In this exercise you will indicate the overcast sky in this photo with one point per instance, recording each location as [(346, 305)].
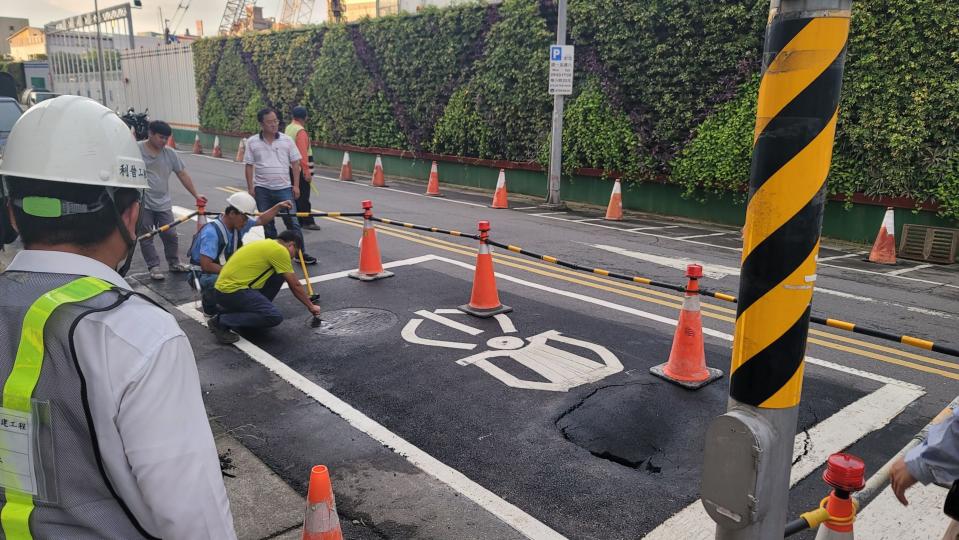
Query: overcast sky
[(41, 12)]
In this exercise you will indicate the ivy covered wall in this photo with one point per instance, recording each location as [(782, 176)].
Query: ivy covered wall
[(664, 89)]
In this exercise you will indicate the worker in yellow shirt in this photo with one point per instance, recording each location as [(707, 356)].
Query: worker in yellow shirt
[(249, 282)]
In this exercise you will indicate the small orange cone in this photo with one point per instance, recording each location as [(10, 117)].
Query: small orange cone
[(846, 474), (371, 266), (884, 248), (433, 187), (614, 212), (321, 521), (484, 300), (500, 197), (346, 170), (687, 357), (378, 178), (241, 151)]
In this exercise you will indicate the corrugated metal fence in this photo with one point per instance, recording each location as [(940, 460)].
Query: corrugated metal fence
[(161, 78)]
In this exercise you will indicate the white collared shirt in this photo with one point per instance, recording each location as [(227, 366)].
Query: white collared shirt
[(145, 401)]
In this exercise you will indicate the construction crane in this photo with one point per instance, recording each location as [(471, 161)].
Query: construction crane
[(295, 13), (232, 13)]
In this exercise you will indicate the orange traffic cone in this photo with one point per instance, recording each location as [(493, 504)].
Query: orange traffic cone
[(378, 178), (371, 266), (687, 358), (241, 151), (484, 300), (433, 187), (846, 474), (884, 248), (614, 212), (321, 521), (346, 170), (500, 196)]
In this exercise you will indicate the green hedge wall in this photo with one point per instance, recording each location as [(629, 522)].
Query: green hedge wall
[(663, 88)]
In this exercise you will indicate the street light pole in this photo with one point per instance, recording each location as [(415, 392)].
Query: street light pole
[(553, 199), (103, 84)]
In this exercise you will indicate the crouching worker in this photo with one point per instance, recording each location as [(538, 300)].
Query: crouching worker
[(224, 236), (248, 283)]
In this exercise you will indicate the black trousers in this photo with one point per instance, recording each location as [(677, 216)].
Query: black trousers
[(303, 201)]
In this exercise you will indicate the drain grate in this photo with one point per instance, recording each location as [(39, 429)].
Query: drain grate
[(355, 321)]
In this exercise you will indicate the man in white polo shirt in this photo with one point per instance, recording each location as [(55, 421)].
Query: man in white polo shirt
[(269, 157)]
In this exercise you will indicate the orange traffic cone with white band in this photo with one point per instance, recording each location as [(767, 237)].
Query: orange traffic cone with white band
[(241, 151), (433, 187), (484, 300), (846, 474), (371, 266), (321, 521), (687, 358), (346, 170), (614, 212), (500, 196), (379, 179), (884, 248)]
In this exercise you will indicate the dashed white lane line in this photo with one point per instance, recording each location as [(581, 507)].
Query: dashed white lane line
[(907, 270), (839, 431), (511, 515)]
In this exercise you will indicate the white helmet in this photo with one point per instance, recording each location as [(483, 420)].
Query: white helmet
[(243, 202), (75, 140)]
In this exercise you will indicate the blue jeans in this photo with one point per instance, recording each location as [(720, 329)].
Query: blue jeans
[(251, 308), (268, 198)]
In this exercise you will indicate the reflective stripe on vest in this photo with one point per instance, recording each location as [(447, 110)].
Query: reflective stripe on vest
[(18, 388), (291, 132)]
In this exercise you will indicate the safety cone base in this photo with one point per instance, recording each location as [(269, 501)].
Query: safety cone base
[(356, 274), (484, 313), (660, 371)]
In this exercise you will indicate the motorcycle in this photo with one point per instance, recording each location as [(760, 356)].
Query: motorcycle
[(137, 121)]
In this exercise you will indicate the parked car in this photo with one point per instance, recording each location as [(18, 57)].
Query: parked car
[(32, 96), (10, 111)]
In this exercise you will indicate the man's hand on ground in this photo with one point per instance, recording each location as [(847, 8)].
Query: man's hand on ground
[(901, 480)]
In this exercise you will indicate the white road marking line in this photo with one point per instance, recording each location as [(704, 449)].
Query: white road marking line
[(884, 517), (702, 235), (358, 184), (651, 228), (839, 431), (837, 257), (906, 270), (409, 334), (522, 522), (449, 322), (713, 271)]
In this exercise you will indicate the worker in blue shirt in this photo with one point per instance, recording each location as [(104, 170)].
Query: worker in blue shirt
[(222, 237)]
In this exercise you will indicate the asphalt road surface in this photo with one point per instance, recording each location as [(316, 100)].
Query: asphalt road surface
[(546, 422)]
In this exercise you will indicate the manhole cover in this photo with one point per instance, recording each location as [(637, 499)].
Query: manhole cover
[(355, 321)]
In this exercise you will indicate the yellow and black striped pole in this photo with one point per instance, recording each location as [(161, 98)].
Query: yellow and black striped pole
[(795, 128)]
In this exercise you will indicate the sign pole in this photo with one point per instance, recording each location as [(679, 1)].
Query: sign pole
[(553, 199)]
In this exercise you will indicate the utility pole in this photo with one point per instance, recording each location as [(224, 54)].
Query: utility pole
[(745, 486), (103, 84), (553, 199)]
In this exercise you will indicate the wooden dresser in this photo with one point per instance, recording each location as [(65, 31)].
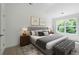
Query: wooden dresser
[(24, 40)]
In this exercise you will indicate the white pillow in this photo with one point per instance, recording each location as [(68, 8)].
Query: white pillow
[(33, 32)]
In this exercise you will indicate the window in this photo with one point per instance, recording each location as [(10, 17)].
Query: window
[(66, 26)]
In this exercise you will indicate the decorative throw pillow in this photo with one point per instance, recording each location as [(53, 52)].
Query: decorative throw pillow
[(46, 33), (40, 34)]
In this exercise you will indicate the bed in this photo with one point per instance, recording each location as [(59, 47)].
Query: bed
[(45, 43)]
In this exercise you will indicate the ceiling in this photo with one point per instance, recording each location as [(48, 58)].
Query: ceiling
[(52, 10)]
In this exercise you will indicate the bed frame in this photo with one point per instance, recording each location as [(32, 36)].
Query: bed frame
[(45, 52)]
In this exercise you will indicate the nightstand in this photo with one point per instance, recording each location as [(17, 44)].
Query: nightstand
[(24, 40)]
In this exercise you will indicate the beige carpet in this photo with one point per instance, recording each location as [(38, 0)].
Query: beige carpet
[(31, 50)]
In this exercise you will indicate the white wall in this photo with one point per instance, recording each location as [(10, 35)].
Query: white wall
[(17, 17), (2, 29)]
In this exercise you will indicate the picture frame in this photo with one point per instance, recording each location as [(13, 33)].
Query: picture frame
[(34, 21)]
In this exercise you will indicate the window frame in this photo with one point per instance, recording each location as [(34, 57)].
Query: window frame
[(65, 20)]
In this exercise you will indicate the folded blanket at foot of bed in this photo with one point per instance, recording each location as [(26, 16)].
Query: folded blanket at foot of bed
[(49, 41)]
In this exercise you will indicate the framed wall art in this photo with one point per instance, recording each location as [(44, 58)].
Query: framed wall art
[(34, 21)]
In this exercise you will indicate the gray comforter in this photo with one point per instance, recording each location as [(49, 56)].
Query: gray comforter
[(43, 41)]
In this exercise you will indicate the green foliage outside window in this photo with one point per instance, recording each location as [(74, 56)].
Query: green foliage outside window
[(68, 26)]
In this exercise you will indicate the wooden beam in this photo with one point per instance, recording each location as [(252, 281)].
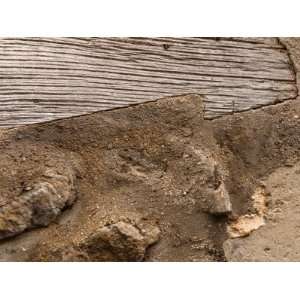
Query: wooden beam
[(43, 79)]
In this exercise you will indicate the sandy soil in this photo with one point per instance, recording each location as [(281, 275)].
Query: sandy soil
[(153, 182)]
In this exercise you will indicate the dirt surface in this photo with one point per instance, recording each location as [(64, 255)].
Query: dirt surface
[(154, 182)]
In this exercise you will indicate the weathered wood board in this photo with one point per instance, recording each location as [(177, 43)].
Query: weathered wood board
[(43, 79)]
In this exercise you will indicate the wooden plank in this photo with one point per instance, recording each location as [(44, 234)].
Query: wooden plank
[(43, 79)]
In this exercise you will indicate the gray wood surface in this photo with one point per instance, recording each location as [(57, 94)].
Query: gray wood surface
[(43, 79)]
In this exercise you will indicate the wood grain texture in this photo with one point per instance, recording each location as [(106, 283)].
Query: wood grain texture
[(43, 79)]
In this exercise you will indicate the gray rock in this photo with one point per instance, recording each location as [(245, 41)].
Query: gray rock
[(121, 241), (38, 205)]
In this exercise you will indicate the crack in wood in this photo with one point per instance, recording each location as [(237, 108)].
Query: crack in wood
[(44, 79)]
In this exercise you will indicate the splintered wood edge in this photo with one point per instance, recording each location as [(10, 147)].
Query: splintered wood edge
[(44, 79)]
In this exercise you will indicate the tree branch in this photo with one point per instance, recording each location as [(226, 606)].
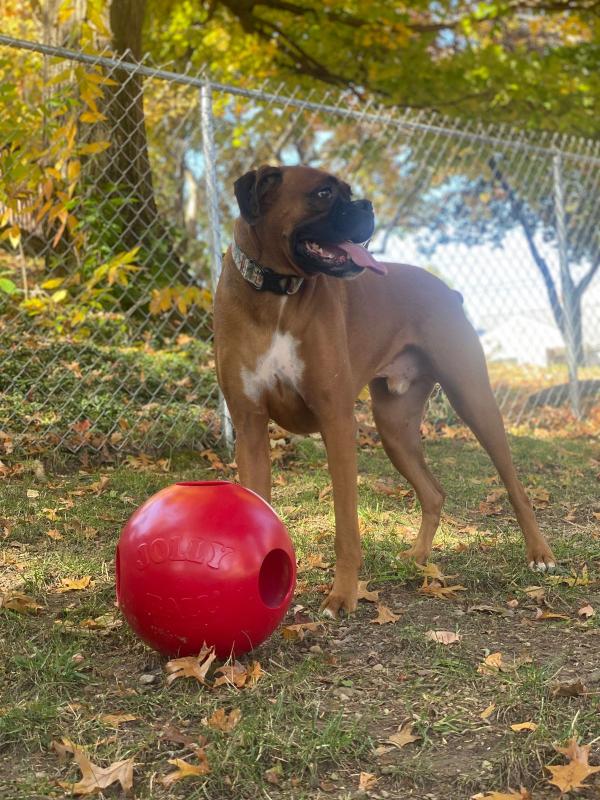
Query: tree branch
[(518, 211)]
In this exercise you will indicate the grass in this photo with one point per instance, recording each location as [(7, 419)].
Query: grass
[(325, 704)]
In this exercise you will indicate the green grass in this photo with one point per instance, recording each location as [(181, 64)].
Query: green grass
[(325, 703)]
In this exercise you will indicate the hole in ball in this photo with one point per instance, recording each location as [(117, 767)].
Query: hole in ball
[(275, 578)]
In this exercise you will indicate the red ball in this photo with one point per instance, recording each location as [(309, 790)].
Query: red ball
[(204, 562)]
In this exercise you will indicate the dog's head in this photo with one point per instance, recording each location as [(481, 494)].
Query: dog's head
[(306, 218)]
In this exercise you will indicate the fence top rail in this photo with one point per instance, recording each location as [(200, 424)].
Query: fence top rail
[(382, 115)]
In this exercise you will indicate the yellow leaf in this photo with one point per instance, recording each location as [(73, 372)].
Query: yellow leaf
[(222, 721), (52, 283), (187, 770), (74, 584), (21, 603), (487, 712), (403, 737), (367, 781), (93, 777), (191, 666), (443, 637), (92, 148)]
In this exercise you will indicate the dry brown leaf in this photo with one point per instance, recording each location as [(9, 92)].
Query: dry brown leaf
[(443, 637), (441, 592), (524, 726), (365, 594), (542, 615), (572, 689), (74, 584), (93, 777), (367, 781), (116, 719), (222, 721), (537, 593), (487, 712), (571, 776), (296, 632), (404, 736), (191, 666), (384, 615), (187, 770), (523, 794), (274, 774), (581, 579), (19, 602), (314, 561)]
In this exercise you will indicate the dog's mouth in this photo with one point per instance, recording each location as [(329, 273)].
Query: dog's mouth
[(344, 259)]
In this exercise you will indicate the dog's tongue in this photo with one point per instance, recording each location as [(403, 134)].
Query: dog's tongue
[(361, 257)]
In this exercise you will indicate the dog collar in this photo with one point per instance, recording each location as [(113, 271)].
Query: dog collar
[(262, 278)]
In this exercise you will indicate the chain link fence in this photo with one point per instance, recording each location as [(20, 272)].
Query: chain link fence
[(116, 197)]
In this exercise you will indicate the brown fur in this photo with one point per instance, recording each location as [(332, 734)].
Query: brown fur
[(400, 334)]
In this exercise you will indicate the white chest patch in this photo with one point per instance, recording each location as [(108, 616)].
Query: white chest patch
[(280, 362)]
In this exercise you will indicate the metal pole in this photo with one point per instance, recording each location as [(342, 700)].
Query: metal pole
[(214, 222), (566, 282)]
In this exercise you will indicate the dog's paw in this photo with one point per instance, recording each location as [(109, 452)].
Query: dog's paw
[(541, 558)]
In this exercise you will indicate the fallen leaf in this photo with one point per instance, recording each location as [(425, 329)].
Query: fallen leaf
[(384, 615), (314, 561), (191, 666), (366, 781), (571, 776), (487, 712), (486, 609), (187, 770), (524, 726), (573, 689), (443, 637), (95, 778), (581, 579), (21, 603), (365, 594), (74, 584), (274, 774), (441, 592), (403, 737), (523, 794), (586, 612), (296, 632), (541, 615), (222, 721), (116, 719)]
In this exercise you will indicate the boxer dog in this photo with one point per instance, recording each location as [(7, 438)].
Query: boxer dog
[(305, 318)]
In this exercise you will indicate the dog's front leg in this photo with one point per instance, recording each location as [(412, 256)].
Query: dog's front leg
[(252, 452), (340, 440)]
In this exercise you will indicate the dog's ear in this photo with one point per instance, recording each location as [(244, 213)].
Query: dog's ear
[(254, 189)]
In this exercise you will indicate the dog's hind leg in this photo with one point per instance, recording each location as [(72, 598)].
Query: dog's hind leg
[(398, 419), (463, 374)]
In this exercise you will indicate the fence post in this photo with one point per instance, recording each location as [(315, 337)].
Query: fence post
[(566, 282), (214, 223)]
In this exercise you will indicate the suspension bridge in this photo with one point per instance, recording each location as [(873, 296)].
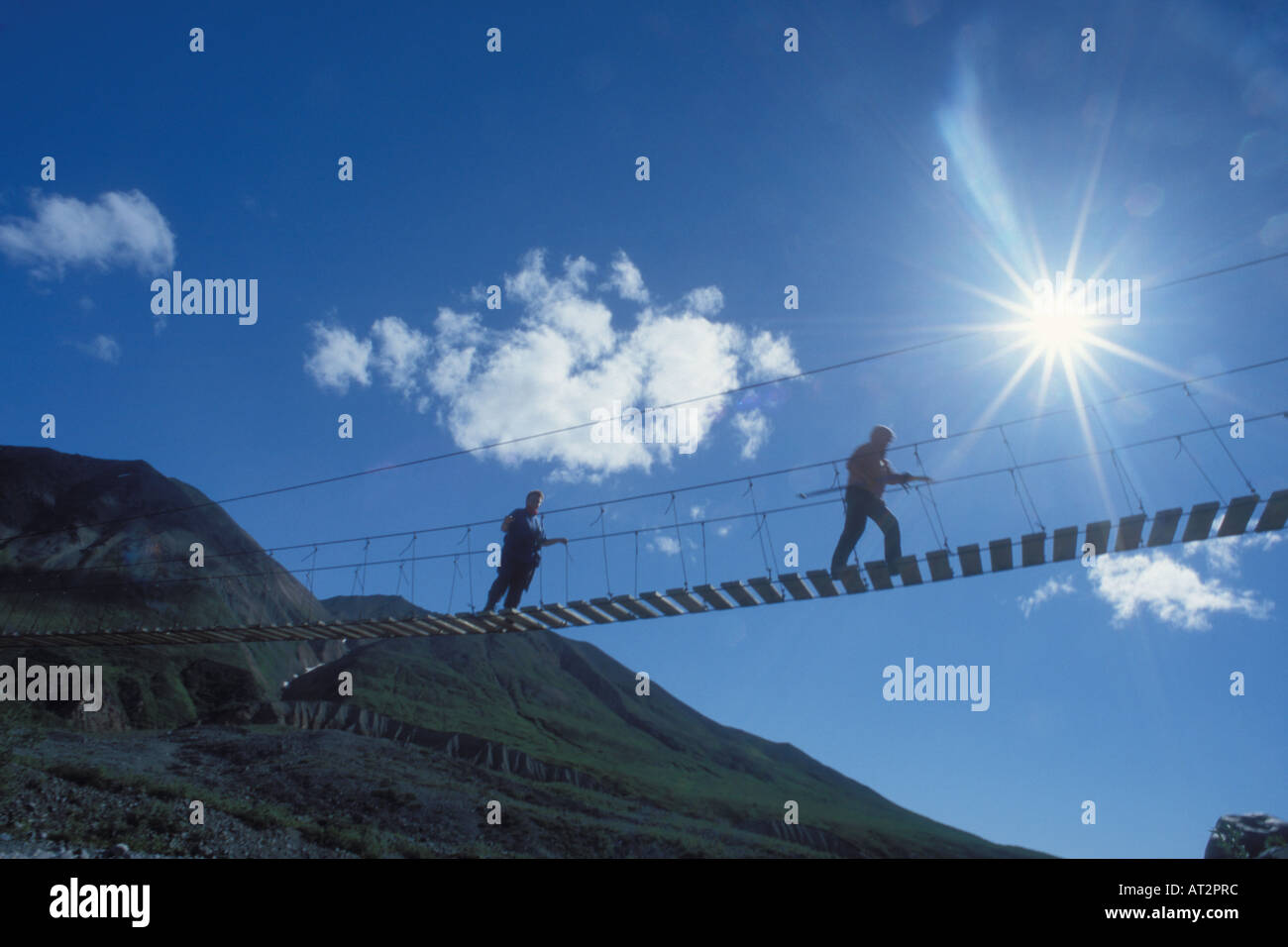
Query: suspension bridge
[(1031, 549), (1100, 538)]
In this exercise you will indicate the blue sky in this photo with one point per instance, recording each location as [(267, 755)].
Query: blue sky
[(768, 169)]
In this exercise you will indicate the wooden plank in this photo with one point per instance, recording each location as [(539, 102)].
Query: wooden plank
[(1237, 514), (879, 574), (767, 590), (1199, 523), (1275, 513), (447, 625), (1064, 545), (568, 616), (795, 586), (417, 628), (590, 612), (909, 570), (969, 556), (544, 615), (436, 625), (739, 594), (638, 608), (464, 621), (940, 569), (822, 581), (686, 598), (661, 603), (1163, 530), (1128, 532), (713, 596), (610, 608), (526, 622), (851, 579), (1098, 535)]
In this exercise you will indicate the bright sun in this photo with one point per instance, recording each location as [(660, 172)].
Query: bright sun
[(1057, 333)]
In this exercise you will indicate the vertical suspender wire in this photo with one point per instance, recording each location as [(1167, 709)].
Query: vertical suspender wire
[(1219, 438), (312, 556), (706, 577), (1124, 479), (1037, 517), (362, 608), (1183, 447), (845, 508), (469, 562), (451, 590), (763, 526), (603, 536), (541, 573), (931, 495), (679, 543), (263, 607), (1017, 484)]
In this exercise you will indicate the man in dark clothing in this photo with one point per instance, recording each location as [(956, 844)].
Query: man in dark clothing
[(519, 553), (870, 474)]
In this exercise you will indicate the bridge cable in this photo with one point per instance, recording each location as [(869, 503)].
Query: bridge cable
[(679, 541), (1219, 438), (1184, 447), (1116, 462)]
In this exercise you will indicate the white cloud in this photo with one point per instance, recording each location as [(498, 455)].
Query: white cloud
[(1044, 591), (1168, 589), (771, 357), (104, 348), (754, 428), (1223, 553), (117, 230), (561, 360), (399, 354), (706, 300), (665, 544), (339, 359), (626, 279)]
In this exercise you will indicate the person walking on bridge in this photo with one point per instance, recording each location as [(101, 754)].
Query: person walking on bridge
[(870, 474), (520, 553)]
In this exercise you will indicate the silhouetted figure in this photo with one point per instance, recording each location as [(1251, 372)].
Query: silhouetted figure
[(520, 553), (870, 474)]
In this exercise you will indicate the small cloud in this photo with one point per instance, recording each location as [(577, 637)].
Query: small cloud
[(339, 359), (1171, 590), (117, 230), (665, 544), (754, 428), (104, 348), (626, 279), (1044, 591), (704, 300), (399, 354)]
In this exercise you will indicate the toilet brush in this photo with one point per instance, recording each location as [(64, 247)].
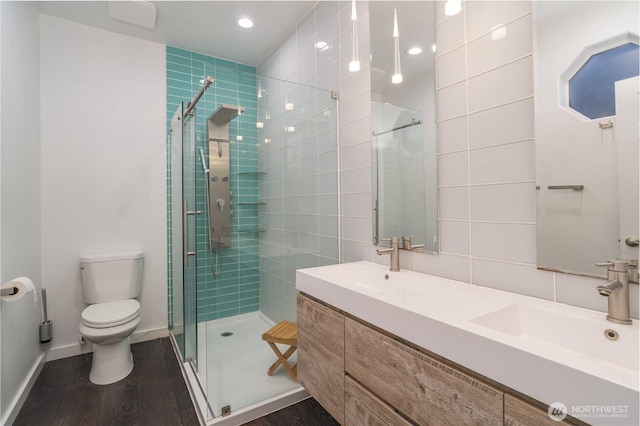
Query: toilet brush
[(46, 328)]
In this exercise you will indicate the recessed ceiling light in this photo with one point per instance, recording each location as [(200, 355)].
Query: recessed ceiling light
[(245, 22)]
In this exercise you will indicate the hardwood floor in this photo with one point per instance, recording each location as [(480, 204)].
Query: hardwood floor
[(153, 394)]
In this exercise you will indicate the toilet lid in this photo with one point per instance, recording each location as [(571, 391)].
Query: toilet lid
[(110, 314)]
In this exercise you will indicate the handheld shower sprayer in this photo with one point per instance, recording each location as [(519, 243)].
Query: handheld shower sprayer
[(204, 163)]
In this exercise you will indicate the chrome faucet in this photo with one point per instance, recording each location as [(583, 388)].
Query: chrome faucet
[(394, 251), (617, 290)]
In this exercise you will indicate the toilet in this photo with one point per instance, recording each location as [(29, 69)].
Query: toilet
[(110, 284)]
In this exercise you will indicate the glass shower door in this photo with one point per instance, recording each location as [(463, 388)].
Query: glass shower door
[(176, 315), (183, 319), (189, 238)]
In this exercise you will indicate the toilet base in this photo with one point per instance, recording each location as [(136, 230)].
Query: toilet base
[(111, 363)]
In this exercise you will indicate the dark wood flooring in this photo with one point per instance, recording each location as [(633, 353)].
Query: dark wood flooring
[(153, 394)]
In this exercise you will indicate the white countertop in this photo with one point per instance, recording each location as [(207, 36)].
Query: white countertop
[(441, 315)]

_任务说明_
请把材料中从含有“In this exercise you will indicate the gray comforter”的那一行起，一直到含有“[(154, 182)]”的那一行为止（首尾两行都包括在内），逐行照抄一遍。答案里不要放图片。

_最终结果_
In this exercise you will indicate the gray comforter in this photo with one point per instance, recording each location as [(49, 56)].
Query: gray comforter
[(43, 41)]
In this exercise you will indicate the green foliage outside window in this photo with one point per instance, recording each location as [(74, 56)].
Query: green foliage outside window
[(68, 26)]
In this exercise you will indicate the wooden beam in this photo with one point per instance, recording each location as [(252, 281)].
Query: wooden beam
[(43, 79)]
In this exercise you will indicate the sandy soil in this photo with one point per instance, recording each location as [(281, 275)].
Query: sandy soil
[(153, 182)]
In this exercise you will indicate the dirt surface in this photo with one point per instance, recording each location as [(64, 255)].
Query: dirt surface
[(154, 182)]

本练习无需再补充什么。